Segment Start: Data section

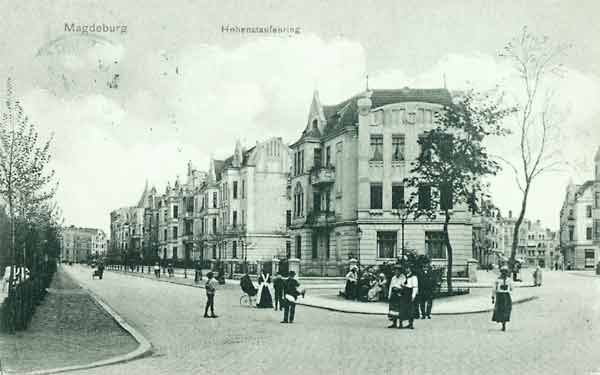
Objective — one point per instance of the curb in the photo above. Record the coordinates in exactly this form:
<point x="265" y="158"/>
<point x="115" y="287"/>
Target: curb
<point x="144" y="348"/>
<point x="159" y="279"/>
<point x="523" y="300"/>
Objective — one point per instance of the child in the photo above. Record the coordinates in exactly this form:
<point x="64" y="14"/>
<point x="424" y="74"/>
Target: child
<point x="211" y="287"/>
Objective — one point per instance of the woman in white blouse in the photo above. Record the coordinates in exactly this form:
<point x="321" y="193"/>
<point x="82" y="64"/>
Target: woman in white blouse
<point x="501" y="298"/>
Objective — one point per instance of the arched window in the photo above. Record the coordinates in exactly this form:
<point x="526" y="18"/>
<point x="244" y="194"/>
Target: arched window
<point x="298" y="200"/>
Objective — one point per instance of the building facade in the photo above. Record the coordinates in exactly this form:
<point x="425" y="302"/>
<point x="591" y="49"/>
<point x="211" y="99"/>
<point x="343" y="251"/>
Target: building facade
<point x="79" y="245"/>
<point x="580" y="222"/>
<point x="347" y="183"/>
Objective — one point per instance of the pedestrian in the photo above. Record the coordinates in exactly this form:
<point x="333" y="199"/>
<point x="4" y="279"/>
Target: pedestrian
<point x="292" y="291"/>
<point x="408" y="293"/>
<point x="278" y="285"/>
<point x="426" y="287"/>
<point x="501" y="298"/>
<point x="211" y="287"/>
<point x="394" y="296"/>
<point x="351" y="290"/>
<point x="100" y="270"/>
<point x="537" y="276"/>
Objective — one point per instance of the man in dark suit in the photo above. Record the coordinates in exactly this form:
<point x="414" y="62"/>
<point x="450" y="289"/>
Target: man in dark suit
<point x="291" y="291"/>
<point x="278" y="285"/>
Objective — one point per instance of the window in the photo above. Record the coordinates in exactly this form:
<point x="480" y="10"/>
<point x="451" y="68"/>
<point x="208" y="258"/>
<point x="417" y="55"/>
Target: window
<point x="298" y="247"/>
<point x="434" y="245"/>
<point x="386" y="244"/>
<point x="376" y="196"/>
<point x="376" y="148"/>
<point x="424" y="194"/>
<point x="589" y="258"/>
<point x="317" y="202"/>
<point x="315" y="246"/>
<point x="446" y="197"/>
<point x="398" y="147"/>
<point x="571" y="232"/>
<point x="317" y="158"/>
<point x="397" y="196"/>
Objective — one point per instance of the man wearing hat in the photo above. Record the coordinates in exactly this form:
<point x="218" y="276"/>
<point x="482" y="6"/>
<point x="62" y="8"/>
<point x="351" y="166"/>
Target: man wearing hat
<point x="351" y="290"/>
<point x="291" y="293"/>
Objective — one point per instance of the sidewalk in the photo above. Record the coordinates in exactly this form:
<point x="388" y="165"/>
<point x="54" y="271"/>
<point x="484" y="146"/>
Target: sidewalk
<point x="476" y="302"/>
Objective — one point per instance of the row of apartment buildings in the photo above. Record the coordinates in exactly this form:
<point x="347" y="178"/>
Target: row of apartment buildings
<point x="493" y="238"/>
<point x="334" y="194"/>
<point x="78" y="245"/>
<point x="580" y="221"/>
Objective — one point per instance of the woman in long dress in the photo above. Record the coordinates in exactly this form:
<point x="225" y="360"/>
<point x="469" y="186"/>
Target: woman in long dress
<point x="501" y="298"/>
<point x="264" y="296"/>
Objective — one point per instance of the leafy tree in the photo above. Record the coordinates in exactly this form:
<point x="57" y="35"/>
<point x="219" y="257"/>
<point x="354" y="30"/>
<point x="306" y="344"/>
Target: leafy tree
<point x="535" y="60"/>
<point x="453" y="160"/>
<point x="26" y="182"/>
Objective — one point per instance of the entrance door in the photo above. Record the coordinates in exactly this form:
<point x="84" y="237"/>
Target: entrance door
<point x="590" y="259"/>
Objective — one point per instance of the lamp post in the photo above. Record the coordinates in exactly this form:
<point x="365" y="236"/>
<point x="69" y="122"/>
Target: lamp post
<point x="359" y="236"/>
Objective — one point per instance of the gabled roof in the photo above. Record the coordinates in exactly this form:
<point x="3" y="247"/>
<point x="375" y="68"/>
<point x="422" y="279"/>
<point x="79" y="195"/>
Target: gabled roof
<point x="346" y="112"/>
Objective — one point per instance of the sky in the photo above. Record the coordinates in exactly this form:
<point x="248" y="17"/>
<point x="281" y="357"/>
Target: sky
<point x="126" y="107"/>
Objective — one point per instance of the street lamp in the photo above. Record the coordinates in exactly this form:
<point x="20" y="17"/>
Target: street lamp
<point x="359" y="235"/>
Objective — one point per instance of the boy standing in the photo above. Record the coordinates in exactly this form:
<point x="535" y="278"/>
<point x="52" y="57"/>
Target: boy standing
<point x="211" y="287"/>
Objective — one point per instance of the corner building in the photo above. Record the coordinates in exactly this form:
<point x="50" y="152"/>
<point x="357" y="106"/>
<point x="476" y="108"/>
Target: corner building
<point x="347" y="183"/>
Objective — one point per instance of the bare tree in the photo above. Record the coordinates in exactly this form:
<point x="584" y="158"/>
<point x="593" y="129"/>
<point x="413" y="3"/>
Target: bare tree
<point x="25" y="181"/>
<point x="535" y="60"/>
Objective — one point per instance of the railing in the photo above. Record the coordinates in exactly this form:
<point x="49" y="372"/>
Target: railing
<point x="17" y="309"/>
<point x="322" y="175"/>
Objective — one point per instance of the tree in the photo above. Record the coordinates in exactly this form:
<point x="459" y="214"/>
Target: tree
<point x="453" y="160"/>
<point x="25" y="179"/>
<point x="534" y="59"/>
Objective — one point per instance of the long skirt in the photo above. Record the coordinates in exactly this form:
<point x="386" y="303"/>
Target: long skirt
<point x="394" y="306"/>
<point x="407" y="308"/>
<point x="266" y="301"/>
<point x="502" y="308"/>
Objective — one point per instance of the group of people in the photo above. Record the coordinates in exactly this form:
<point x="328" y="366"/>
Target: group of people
<point x="276" y="293"/>
<point x="369" y="286"/>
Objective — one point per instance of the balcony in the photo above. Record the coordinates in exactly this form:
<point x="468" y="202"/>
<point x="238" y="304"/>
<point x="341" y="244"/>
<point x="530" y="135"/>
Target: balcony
<point x="320" y="218"/>
<point x="322" y="175"/>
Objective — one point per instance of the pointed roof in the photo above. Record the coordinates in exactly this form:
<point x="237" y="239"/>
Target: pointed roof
<point x="144" y="197"/>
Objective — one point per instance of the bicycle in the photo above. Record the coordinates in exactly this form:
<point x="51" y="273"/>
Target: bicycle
<point x="247" y="300"/>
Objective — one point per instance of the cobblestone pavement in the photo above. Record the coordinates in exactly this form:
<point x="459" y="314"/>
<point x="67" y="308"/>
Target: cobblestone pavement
<point x="559" y="333"/>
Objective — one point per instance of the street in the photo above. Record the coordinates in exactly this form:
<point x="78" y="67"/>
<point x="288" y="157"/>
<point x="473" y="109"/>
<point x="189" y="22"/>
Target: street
<point x="555" y="334"/>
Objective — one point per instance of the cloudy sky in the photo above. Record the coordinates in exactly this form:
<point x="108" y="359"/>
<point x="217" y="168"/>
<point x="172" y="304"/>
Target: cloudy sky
<point x="135" y="105"/>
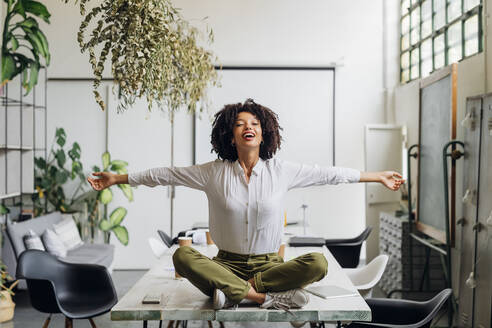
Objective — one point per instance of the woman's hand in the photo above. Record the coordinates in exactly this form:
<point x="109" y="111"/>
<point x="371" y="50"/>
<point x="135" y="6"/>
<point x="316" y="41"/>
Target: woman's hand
<point x="391" y="180"/>
<point x="105" y="180"/>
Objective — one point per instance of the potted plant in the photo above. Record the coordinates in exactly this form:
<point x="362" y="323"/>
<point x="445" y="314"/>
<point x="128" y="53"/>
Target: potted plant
<point x="51" y="175"/>
<point x="112" y="222"/>
<point x="23" y="42"/>
<point x="6" y="304"/>
<point x="153" y="52"/>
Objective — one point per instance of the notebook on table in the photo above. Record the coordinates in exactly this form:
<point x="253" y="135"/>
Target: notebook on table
<point x="306" y="241"/>
<point x="330" y="291"/>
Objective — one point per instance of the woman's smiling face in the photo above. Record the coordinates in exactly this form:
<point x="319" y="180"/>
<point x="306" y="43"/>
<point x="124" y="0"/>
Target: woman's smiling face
<point x="247" y="131"/>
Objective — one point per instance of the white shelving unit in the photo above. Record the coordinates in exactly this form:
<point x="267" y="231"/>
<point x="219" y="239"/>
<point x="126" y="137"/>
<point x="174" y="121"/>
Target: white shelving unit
<point x="22" y="136"/>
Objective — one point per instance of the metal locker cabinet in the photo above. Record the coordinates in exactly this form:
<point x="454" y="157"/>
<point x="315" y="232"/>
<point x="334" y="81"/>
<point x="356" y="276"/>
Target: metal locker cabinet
<point x="471" y="126"/>
<point x="483" y="292"/>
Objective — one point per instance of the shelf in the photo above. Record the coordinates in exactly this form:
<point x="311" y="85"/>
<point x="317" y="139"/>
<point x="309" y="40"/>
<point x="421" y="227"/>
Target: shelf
<point x="14" y="194"/>
<point x="5" y="101"/>
<point x="15" y="147"/>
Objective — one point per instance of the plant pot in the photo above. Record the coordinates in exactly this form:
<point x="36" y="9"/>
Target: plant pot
<point x="6" y="306"/>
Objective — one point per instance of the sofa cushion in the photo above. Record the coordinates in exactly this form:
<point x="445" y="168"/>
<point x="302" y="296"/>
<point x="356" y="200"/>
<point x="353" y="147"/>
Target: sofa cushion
<point x="101" y="254"/>
<point x="33" y="241"/>
<point x="18" y="230"/>
<point x="53" y="244"/>
<point x="68" y="233"/>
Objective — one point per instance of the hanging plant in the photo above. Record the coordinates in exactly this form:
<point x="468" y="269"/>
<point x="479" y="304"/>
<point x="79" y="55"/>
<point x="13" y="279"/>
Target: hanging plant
<point x="21" y="30"/>
<point x="153" y="51"/>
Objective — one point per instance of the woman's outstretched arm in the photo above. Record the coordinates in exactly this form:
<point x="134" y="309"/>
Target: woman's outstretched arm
<point x="107" y="179"/>
<point x="390" y="179"/>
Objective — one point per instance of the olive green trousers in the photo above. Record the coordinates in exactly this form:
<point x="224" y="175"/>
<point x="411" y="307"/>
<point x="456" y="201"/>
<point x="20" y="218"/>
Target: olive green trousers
<point x="230" y="272"/>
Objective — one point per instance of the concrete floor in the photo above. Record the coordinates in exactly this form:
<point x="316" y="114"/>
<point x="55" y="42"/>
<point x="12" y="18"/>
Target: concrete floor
<point x="27" y="317"/>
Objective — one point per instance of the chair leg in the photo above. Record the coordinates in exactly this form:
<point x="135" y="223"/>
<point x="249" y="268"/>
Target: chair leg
<point x="68" y="323"/>
<point x="47" y="321"/>
<point x="93" y="325"/>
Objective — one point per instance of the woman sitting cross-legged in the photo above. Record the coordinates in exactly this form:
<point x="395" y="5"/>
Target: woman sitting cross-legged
<point x="245" y="188"/>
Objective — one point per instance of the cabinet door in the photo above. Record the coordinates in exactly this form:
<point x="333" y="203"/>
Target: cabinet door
<point x="483" y="292"/>
<point x="470" y="181"/>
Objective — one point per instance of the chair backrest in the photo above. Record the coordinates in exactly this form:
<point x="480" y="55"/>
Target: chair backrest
<point x="432" y="307"/>
<point x="403" y="313"/>
<point x="363" y="236"/>
<point x="39" y="268"/>
<point x="347" y="251"/>
<point x="369" y="275"/>
<point x="165" y="238"/>
<point x="365" y="278"/>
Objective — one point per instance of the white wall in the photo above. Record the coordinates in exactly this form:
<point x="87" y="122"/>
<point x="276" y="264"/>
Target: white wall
<point x="278" y="32"/>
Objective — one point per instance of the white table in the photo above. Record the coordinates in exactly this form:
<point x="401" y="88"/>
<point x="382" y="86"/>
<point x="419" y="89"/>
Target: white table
<point x="182" y="301"/>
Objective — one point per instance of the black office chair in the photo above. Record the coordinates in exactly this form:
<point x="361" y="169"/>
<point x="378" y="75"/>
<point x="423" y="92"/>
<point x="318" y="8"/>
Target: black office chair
<point x="347" y="251"/>
<point x="387" y="312"/>
<point x="79" y="291"/>
<point x="165" y="238"/>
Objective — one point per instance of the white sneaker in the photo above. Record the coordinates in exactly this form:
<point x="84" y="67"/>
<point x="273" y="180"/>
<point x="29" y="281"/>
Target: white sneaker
<point x="221" y="301"/>
<point x="295" y="298"/>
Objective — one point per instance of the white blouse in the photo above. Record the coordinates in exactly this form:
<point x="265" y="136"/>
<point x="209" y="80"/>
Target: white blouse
<point x="246" y="218"/>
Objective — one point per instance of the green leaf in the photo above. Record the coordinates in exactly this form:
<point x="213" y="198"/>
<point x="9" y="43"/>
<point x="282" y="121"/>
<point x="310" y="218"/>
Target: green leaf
<point x="74" y="153"/>
<point x="127" y="191"/>
<point x="29" y="23"/>
<point x="122" y="234"/>
<point x="61" y="136"/>
<point x="106" y="158"/>
<point x="3" y="210"/>
<point x="118" y="164"/>
<point x="106" y="196"/>
<point x="104" y="225"/>
<point x="19" y="8"/>
<point x="117" y="216"/>
<point x="61" y="159"/>
<point x="37" y="9"/>
<point x="44" y="44"/>
<point x="76" y="169"/>
<point x="61" y="177"/>
<point x="8" y="67"/>
<point x="15" y="43"/>
<point x="40" y="162"/>
<point x="122" y="171"/>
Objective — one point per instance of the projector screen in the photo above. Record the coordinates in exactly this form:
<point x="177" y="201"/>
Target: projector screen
<point x="302" y="97"/>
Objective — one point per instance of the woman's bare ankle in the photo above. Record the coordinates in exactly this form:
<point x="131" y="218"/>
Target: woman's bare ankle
<point x="255" y="296"/>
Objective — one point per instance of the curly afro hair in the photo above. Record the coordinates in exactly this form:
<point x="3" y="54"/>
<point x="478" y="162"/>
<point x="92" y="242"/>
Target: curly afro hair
<point x="224" y="123"/>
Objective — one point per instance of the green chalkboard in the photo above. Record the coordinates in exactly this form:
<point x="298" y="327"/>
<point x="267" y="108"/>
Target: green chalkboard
<point x="437" y="127"/>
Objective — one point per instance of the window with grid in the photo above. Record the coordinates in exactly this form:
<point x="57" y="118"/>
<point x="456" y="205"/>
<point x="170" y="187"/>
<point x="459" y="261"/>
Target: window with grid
<point x="436" y="33"/>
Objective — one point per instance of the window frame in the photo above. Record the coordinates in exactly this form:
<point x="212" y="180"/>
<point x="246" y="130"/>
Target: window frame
<point x="443" y="30"/>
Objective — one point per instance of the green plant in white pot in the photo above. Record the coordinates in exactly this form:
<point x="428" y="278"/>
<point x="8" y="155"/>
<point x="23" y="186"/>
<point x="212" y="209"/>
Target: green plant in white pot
<point x="110" y="222"/>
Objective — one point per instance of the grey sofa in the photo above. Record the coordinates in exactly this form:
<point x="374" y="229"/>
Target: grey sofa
<point x="13" y="245"/>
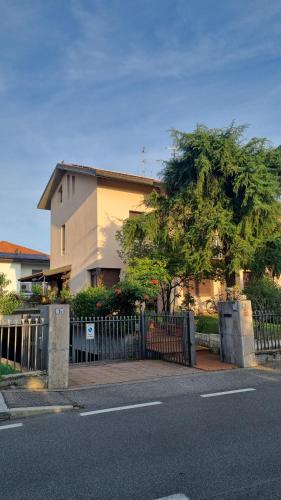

Segment End: Data section

→ What you will do:
Look above for the line containing "Objective — one point per instance of the chair backrest" and the line containing "Objective — one point per instance of the white wall". Transcribe both, with the lines between them, exactly.

→ Exercise output:
Objective — one point per instance of the chair backrest in the photo above. Record the coordinates in exactly this form:
<point x="480" y="55"/>
Target: chair backrest
<point x="432" y="307"/>
<point x="403" y="313"/>
<point x="363" y="236"/>
<point x="39" y="268"/>
<point x="347" y="251"/>
<point x="369" y="275"/>
<point x="165" y="238"/>
<point x="365" y="278"/>
Objective — one point per instance of the white wall in the photo above. Record the coordinates in exactly this form:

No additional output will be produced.